** Work to complete **
Decide whether each statement below agrees with the memorial piece on Rennard Strickland, answering yes or no and quoting the words from the memorial piece that settle it. 1. Strickland died on January 5, 2021. 2. The essay grew out of a speech delivered in October 1975. 3. Strickland told his audience that holding the right views was enough without asking why they were right.

IN MEMORY: RENNARD STRICKLAND: “TO RISE ABOVE THE COMMON MOLD”
A PROPOSAL FOR BREAKING FREE FROM THE CLICHES OF OUR AGE
BY RENNARD J. STRICKLAND, originally published in Learning and the Law vol.2, no. 3 (American Bar Association Section of Legal Education, 1975): https://heinonline.org/HOL/P?h=hein.journals/latlw2&i=168
Osage / Cherokee Professor Rennard Strickland passed on January 5, 2021. He was a major figure in law and legal history, a law teacher and Dean at several schools, and a major contributor to Indigenous Peoples’ rights.
He wrote this essay fifty years ago, based on a speech before the Tenth Circuit Roundtable of the Law Student Division of the ABA in October 1974. His essay was published in the same issue as mine on “The Law is Terror Put Into Words”.
Strickland said his law student audience were “preparing to move into the mad world of the twentieth century.” He called on them “to free us from the traditional molds of thinking and to come face to face with the reality of this changing world.”
His description of the problems they faced and his advice to them are as relevant in 2025 as in 1975:
He said:
“It is not enough to hold all of the ‘right views’ and espouse all the ‘right causes’ without asking why are these the ‘right views’ and the ‘right causes’…. Your challenge as young lawyers is to …lead us into an age of ‘reality, reason, and common sense.’"

[A block of data]
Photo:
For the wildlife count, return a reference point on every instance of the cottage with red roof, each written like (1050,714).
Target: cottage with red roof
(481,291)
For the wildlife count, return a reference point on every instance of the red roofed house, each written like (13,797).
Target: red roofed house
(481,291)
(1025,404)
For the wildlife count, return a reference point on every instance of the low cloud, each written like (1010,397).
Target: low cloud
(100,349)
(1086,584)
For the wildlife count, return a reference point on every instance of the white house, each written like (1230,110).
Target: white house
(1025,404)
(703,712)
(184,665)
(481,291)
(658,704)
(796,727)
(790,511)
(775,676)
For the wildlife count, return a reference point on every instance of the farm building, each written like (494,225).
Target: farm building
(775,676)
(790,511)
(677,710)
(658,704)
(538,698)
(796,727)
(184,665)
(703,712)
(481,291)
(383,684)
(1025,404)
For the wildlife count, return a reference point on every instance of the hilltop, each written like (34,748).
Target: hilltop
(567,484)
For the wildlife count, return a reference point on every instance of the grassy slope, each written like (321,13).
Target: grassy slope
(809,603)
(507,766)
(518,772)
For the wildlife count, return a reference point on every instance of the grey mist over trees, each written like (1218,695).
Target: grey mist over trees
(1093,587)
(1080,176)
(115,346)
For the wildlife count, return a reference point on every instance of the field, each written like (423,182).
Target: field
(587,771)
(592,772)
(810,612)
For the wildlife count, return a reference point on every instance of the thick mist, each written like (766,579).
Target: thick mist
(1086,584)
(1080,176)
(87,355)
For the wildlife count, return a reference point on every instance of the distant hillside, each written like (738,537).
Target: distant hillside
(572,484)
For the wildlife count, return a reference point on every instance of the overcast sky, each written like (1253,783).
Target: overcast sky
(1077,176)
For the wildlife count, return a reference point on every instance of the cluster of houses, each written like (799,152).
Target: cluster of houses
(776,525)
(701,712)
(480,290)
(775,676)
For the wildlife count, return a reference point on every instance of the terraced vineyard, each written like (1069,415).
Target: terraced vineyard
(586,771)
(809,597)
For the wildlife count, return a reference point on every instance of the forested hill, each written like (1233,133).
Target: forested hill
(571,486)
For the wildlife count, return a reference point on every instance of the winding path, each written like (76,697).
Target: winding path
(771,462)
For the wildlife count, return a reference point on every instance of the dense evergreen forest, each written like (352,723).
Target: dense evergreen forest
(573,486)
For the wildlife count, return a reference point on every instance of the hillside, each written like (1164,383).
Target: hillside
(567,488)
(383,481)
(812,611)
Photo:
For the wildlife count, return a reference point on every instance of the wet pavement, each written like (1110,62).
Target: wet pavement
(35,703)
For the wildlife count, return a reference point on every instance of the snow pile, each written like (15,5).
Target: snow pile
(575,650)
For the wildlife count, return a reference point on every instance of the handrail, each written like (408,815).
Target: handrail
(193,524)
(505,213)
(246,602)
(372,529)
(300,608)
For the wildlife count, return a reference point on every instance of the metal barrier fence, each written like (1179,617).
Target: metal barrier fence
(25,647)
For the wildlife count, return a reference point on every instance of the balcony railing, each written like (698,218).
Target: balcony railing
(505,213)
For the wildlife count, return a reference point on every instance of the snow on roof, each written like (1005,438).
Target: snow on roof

** Exercise answer **
1. Yes: "Osage / Cherokee Professor Rennard Strickland passed on January 5, 2021."
2. No: "based on a speech before the Tenth Circuit Roundtable of the Law Student Division of the ABA in October 1974"
3. No: "It is not enough to hold all of the ‘right views’ and espouse all the ‘right causes’ without asking why are these the ‘right views’ and the ‘right causes’"